Uma comparação entre Brasil e Estados Unidos ilustrará esse último ponto.
DESERÇÃO PARTIDÁRIA EM PERSPECTIVA COMPARADA
As câmaras baixas do Brasil e dos Estados Unidos desenham, aparentemente, um
cenário propício para que os parlamentares mudem sua filiação partidária. A
legislação de ambos os países permite essa prática. Suas organizações
partidárias são frágeis se comparadas a modelos de sistema parlamentarista e
carecem de instrumentos legais que reforcem a lealdade dos seus filiados. Os
líderes dos partidos controlam, na arena legislativa, o acesso a recursos e a
cargos das casas legislativas que podem ser usados para incentivar o ingresso
de deputados em seus partidos de filiação. Apesar de terem esses aspectos em
comum, as câmaras brasileira e norte-americana apresentam processos migratórios
radicalmente distintos.
O primeiro contraste entre ambas está no volume das mudanças de partido. A
Câmara brasileira, atualmente composta por 513 deputados, registra centenas de
desertores nos últimos 20 anos. A House ofRepresentatives, constituída de 435
deputados, contabiliza 72 casos em um século e meio de história parlamentar.
Raramente os deputados do Partido Republicano, do Partido Democrata ou os
independentes trocam sua filiação. De 1879 a 1945, apenas 48 deputados
desligaram-se do seu partido para se filiar a outro; de 1946 a 1987, 16; de
1988 a 1999, apenas oito. Em média, dois deputados migram a cada legislatura. O
registro de mudança múltipla também é raro. Apenas nove deputados trocaram de
sigla por duas vezes. Desde 1945, nenhuma mudança múltipla de filiação é
registrada11. Levando-se em conta a série histórica da migração partidária,
podemos notar que o fator tempo desempenha diferentes papéis nas câmaras
brasileira e norte-americana. Na primeira, observa-se uma oscilação no número
de deputados migrantes nas sucessivas legislaturas; na segunda, o número de
migrantes é regular ao longo dos anos, mantendo-se inclusive imutável por
décadas. A fidelidade dos parlamentares estadunidenses é verificada desde a
formação do sistema partidário e, assim, não pode ser creditada à sua
longevidade.

Dados disponíveis:

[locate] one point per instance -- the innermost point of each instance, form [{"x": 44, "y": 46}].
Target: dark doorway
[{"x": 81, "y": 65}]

Tarefas:
(A) Resuma em duas frases o texto sobre deserção partidária.
(B) De acordo com o texto sobre deserção partidária, quantos deputados norte-americanos deixaram seu partido para se filiar a outro entre 1946 e 1987?

Soluções completas:
(A) As câmaras baixas do Brasil e dos Estados Unidos oferecem condições propícias à troca de partido, como legislação que a permite e organizações partidárias frágeis, mas apresentam processos migratórios radicalmente distintos. A Câmara brasileira registra centenas de desertores nos últimos 20 anos, com oscilação entre legislaturas, enquanto a câmara norte-americana contabiliza 72 casos em um século e meio, com um número de migrantes regular ao longo dos anos.

(B) Nesse período, 16 deputados norte-americanos trocaram de partido.